Exercise aim> Please extract every line of the data below that contains the word "window". Case counts.

Point placement records:
········

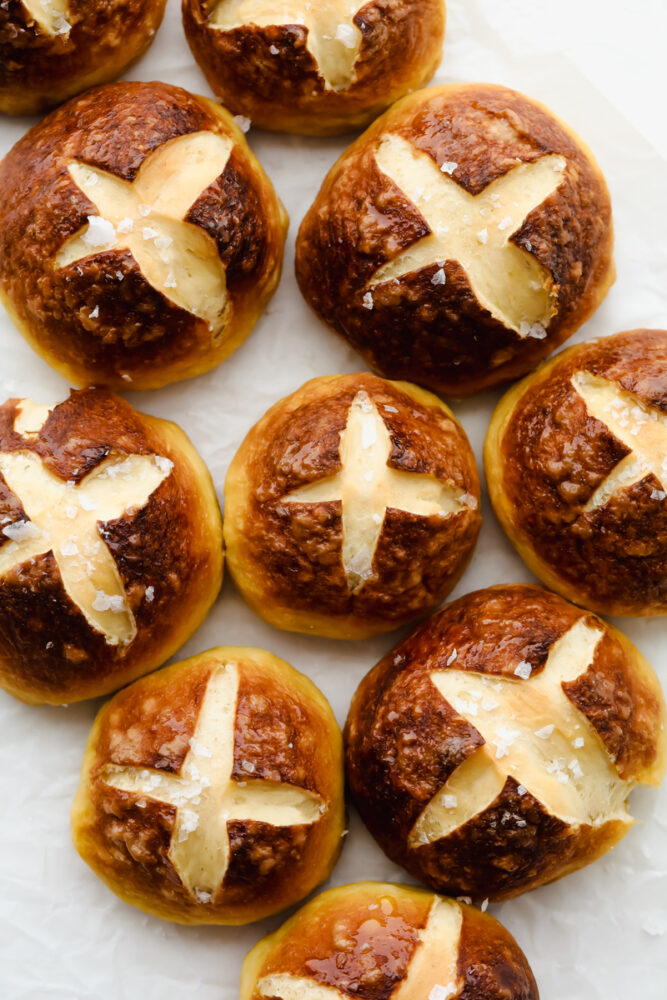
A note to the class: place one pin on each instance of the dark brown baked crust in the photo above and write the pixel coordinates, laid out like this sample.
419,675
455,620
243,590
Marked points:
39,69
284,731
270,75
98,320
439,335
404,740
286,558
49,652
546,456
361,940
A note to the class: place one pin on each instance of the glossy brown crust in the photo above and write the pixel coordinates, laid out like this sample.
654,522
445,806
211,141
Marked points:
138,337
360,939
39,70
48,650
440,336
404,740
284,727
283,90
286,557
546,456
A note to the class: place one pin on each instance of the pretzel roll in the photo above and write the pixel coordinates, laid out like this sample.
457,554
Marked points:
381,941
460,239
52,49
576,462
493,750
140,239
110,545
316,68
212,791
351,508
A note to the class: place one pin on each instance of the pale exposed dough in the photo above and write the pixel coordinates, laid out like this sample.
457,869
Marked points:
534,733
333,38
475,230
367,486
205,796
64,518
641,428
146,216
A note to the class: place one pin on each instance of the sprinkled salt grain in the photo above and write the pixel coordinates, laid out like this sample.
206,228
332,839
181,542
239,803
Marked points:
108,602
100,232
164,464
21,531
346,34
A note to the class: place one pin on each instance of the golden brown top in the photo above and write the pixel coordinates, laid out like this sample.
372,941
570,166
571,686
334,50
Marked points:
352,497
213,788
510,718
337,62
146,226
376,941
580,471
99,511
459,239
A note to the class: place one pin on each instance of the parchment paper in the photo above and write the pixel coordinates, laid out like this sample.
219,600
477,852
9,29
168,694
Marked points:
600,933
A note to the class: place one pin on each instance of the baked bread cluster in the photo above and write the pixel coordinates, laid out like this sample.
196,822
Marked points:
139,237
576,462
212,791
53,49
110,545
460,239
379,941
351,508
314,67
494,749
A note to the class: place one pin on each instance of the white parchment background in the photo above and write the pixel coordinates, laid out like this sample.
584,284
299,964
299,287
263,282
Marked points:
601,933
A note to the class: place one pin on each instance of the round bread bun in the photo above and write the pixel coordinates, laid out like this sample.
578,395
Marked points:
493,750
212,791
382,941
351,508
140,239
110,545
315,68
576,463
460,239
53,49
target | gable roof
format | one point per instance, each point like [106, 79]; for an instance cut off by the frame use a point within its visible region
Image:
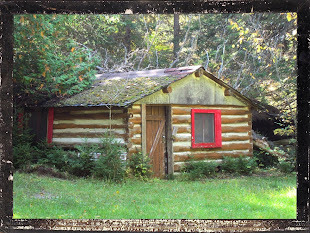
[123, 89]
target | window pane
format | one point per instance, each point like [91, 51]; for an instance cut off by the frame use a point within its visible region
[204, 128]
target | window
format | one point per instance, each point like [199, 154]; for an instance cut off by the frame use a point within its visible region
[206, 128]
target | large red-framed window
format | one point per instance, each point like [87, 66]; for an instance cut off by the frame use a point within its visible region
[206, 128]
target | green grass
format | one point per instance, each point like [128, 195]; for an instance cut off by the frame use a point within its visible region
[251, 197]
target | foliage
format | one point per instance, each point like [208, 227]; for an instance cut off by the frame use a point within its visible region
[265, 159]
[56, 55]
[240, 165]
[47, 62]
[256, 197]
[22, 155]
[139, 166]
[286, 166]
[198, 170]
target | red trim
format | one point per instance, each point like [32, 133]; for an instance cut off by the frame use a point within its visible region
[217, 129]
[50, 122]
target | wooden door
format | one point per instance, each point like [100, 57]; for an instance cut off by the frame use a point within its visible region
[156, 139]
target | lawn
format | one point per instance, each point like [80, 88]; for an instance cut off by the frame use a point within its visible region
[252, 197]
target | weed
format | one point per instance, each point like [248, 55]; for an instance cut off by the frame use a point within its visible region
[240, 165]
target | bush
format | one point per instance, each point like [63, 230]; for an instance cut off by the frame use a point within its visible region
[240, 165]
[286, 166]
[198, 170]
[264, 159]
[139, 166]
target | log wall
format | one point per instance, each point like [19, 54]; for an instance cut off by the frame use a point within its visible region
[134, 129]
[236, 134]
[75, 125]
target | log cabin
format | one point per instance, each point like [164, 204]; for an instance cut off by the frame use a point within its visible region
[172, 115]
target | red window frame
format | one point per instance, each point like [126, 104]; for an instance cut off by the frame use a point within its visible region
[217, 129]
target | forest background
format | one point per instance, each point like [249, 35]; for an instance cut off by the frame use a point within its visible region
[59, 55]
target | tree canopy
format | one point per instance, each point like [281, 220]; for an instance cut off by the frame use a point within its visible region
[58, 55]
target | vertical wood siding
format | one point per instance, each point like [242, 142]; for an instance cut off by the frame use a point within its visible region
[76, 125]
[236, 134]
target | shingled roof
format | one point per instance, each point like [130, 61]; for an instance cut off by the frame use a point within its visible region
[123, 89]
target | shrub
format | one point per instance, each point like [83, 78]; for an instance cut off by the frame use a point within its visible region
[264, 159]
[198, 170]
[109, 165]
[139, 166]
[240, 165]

········

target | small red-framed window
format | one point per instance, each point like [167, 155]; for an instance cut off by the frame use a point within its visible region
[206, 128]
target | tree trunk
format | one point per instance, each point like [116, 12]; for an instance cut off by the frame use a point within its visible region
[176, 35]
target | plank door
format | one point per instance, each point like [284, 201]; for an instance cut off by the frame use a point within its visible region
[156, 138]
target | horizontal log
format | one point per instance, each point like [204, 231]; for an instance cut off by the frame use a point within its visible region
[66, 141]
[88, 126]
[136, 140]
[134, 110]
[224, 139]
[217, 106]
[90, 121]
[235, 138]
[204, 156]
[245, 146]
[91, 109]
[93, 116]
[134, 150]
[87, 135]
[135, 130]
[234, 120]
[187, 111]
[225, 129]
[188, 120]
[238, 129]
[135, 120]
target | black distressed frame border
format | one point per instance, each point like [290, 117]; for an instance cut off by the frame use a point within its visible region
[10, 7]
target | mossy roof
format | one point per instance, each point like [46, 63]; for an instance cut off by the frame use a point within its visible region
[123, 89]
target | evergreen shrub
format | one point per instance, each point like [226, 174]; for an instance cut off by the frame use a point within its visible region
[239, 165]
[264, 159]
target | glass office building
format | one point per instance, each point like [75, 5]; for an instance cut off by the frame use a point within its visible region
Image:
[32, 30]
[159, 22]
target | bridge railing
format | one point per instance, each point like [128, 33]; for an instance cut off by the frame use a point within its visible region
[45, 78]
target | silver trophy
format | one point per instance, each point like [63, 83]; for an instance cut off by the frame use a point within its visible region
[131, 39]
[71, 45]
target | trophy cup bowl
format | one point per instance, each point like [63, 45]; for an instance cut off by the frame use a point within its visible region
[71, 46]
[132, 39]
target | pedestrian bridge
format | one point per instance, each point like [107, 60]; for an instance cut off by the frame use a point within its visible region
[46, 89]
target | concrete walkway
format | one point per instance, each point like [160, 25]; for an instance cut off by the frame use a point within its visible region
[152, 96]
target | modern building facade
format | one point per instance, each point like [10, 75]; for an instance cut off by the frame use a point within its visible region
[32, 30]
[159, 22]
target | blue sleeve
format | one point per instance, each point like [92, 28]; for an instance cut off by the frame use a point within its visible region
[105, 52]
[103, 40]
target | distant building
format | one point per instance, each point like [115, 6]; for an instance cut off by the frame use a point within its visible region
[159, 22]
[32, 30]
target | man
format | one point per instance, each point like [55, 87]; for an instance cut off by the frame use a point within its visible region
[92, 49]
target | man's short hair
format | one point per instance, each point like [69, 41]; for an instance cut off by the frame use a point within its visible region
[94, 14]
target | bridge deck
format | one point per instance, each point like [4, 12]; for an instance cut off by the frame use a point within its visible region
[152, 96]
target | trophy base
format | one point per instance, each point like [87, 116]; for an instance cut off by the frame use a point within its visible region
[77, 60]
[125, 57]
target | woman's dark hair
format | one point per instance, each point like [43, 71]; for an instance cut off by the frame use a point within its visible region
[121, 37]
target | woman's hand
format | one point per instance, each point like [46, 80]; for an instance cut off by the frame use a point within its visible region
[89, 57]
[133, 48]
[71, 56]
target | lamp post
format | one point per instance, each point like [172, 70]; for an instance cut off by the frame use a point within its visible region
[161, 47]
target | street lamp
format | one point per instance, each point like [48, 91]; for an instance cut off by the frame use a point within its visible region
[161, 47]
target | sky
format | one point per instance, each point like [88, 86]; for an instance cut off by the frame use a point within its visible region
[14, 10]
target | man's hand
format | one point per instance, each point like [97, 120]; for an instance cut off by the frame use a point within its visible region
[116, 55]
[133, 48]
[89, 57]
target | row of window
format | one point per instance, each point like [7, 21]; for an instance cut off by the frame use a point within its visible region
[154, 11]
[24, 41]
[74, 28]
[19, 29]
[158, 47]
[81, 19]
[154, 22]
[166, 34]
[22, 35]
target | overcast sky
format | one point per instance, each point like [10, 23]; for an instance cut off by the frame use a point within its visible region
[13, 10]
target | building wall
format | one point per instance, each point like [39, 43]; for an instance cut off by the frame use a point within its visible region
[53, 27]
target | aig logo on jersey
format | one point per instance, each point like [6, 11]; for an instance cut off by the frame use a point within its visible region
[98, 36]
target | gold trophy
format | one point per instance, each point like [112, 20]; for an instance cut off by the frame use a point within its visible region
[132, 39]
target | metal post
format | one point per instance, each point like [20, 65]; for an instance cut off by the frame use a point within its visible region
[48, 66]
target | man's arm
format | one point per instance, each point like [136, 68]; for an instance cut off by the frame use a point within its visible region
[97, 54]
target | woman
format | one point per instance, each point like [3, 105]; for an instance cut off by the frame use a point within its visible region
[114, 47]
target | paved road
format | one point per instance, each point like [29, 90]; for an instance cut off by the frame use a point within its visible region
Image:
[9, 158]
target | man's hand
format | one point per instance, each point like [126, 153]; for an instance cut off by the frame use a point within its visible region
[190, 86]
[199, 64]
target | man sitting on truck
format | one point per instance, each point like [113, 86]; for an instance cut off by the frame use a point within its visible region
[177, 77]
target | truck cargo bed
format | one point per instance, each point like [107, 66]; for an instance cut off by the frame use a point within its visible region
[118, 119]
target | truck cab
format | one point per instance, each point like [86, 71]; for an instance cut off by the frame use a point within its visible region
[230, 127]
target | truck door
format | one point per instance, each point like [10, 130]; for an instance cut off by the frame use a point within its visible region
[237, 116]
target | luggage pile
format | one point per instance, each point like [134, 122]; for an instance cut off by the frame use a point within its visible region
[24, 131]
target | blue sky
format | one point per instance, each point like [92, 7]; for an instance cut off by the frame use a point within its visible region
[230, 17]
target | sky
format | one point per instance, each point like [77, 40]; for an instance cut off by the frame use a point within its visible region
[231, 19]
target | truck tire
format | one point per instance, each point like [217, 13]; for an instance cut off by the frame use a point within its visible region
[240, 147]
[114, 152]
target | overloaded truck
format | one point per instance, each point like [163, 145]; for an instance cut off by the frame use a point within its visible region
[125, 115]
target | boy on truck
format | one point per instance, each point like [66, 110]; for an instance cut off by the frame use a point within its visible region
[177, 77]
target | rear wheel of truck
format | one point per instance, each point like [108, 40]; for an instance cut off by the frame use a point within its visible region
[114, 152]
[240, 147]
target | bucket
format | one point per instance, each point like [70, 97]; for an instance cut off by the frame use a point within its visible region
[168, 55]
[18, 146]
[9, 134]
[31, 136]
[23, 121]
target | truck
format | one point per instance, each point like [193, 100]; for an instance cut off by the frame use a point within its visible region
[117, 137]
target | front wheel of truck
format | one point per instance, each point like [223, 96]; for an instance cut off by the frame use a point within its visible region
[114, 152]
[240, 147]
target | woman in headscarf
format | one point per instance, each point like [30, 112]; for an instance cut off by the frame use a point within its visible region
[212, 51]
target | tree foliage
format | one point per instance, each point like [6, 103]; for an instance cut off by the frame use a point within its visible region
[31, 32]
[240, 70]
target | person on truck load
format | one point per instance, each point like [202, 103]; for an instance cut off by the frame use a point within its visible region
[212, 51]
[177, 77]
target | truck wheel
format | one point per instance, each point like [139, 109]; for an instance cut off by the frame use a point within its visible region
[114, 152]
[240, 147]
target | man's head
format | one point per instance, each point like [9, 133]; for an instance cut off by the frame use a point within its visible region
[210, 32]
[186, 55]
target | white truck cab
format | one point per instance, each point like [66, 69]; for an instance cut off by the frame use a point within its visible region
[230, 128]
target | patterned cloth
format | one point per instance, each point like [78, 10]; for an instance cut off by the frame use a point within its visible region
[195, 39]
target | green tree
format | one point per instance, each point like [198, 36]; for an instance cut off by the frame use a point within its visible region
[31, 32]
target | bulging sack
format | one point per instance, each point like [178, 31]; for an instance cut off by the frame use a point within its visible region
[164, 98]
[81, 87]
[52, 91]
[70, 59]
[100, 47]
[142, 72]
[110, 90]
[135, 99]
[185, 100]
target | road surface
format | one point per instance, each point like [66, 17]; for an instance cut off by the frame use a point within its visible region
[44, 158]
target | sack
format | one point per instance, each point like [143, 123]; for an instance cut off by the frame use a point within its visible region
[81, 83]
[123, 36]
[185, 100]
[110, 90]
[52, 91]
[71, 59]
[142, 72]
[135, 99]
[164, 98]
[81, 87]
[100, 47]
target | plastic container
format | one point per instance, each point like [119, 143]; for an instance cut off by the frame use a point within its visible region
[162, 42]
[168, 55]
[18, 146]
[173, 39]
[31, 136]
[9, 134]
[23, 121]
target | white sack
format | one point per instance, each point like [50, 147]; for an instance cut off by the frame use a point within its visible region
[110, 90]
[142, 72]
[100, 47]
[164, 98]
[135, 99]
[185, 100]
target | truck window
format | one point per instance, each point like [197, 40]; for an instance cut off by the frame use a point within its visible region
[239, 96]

········

Solution below>
target | window pane
target | window
target | large red-framed window
target | red window frame
target | small red-framed window
target | row of window
target | truck window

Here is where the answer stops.